**Work instruction:** Identify the line that contains "Can you see the distant" in the material. Output it and every line after it, unchanged, through the end.

[Start of Attachment]

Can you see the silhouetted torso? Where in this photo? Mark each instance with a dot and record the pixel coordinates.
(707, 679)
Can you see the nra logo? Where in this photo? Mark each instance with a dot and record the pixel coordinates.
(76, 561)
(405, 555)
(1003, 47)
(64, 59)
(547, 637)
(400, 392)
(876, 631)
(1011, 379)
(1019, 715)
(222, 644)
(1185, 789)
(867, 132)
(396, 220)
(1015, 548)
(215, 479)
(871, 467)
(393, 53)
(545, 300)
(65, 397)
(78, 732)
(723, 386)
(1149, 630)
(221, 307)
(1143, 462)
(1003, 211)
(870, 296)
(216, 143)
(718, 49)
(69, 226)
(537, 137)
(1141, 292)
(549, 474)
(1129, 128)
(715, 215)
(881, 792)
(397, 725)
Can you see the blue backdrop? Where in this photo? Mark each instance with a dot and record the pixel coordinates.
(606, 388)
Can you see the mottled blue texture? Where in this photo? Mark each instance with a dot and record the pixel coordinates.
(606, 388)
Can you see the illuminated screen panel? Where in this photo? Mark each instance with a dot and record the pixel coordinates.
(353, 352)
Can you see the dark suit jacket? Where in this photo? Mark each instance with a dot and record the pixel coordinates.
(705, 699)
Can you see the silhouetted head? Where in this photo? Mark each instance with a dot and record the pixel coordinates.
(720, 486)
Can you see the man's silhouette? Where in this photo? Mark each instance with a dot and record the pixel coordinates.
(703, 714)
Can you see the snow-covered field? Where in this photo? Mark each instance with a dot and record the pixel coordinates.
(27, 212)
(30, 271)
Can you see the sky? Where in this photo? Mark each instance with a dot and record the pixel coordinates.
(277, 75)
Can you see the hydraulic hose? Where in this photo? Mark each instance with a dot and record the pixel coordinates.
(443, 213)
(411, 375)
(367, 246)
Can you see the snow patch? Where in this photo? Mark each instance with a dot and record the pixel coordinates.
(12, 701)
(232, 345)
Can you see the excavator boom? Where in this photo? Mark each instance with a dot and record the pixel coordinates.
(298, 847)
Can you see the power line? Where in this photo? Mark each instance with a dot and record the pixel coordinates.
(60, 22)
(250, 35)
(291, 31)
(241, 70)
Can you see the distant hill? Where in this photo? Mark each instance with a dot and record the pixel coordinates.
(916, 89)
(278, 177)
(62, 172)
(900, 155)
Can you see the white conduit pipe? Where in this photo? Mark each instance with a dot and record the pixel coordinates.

[End of Attachment]

**Result:**
Can you see the distant hill? Where in this photo? Mark each instance with a dot and record the pixel coordinates.
(916, 89)
(278, 177)
(62, 172)
(900, 155)
Can you see the white conduit pipe? Where in this photo? Mark each instance with a dot and record the pixel coordinates.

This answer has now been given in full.